It Is
Now A Decayed Town, Containing About Four Thousand Inhabitants, Some Of
Whom Are Families Of The Poor And Proud Nobility Common Enough Over All
Italy, Who Are Said To Quarrel With Each Other More Fiercely In Volterra
Than Almost Anywhere Else.
It is the old feud of the Montagues and the
Capulets on a humbler scale, and the disputes of the Volterra nobility are
the more violent and implacable for being hereditary.
Poor creatures! too
proud to engage in business, too indolent for literature, excluded from
political employments by the nature of the government, there is nothing
left for them but to starve, intrigue, and quarrel. You may judge how
miserably poor they are, when you are told they can not afford even to
cultivate the favorite art of modern Italy; the art best suited to the
genius of a soft and effeminate people. There is, I was told, but one
pianoforte in the whole town, and that is owned by a Florentine lady who
has recently come to reside here.
For several miles before reaching Volterra, our attention was fixed by the
extraordinary aspect of the country through which we were passing. The
road gradually ascended, and we found ourselves among deep ravines and
steep, high, broken banks, principally of clay, barren, and in most places
wholly bare of herbage, a scene of complete desolation, were it not for a
cottage here and there perched upon the heights, a few sheep attended by a
boy and a dog grazing on the brink of one of the precipices, or a solitary
patch of bright green wheat in some spot where the rains had not yet
carried away the vegetable mould.

◆ ◆ ◆ ◆ ◆

**Stated task a:**
In the account of Volterra, why is nothing left to the town's poor nobility but to starve, intrigue, and quarrel?

**Data entries:**

◆ ◆ ◆ ◆ ◆

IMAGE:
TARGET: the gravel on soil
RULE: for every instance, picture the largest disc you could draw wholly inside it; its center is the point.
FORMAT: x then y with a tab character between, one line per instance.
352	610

◆ ◆ ◆ ◆ ◆

**Stated task b:**
Reproduce every line of the records, requests included, and add -51 to each coordinate in the answers.

**Worked answer a:**
The nobility are too proud to engage in business and too indolent for literature. The nature of the government also excludes them from political employments.

**Worked answer b:**
IMAGE:
TARGET: the gravel on soil
RULE: for every instance, picture the largest disc you could draw wholly inside it; its center is the point.
FORMAT: x then y with a tab character between, one line per instance.
301	559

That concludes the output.